### Work instructions
A word-for-word printout of the listing below is needed.

### Data for this exercise
[Start of Attachment]
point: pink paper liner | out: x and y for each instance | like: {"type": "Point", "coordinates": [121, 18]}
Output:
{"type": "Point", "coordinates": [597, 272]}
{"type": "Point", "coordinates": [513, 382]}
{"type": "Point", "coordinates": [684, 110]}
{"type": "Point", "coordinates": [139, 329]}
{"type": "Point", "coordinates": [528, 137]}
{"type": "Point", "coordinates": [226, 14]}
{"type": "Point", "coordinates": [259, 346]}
[End of Attachment]
### Task solution
point: pink paper liner | out: x and y for each instance | like: {"type": "Point", "coordinates": [121, 18]}
Output:
{"type": "Point", "coordinates": [597, 272]}
{"type": "Point", "coordinates": [513, 382]}
{"type": "Point", "coordinates": [684, 110]}
{"type": "Point", "coordinates": [139, 329]}
{"type": "Point", "coordinates": [528, 137]}
{"type": "Point", "coordinates": [226, 14]}
{"type": "Point", "coordinates": [259, 346]}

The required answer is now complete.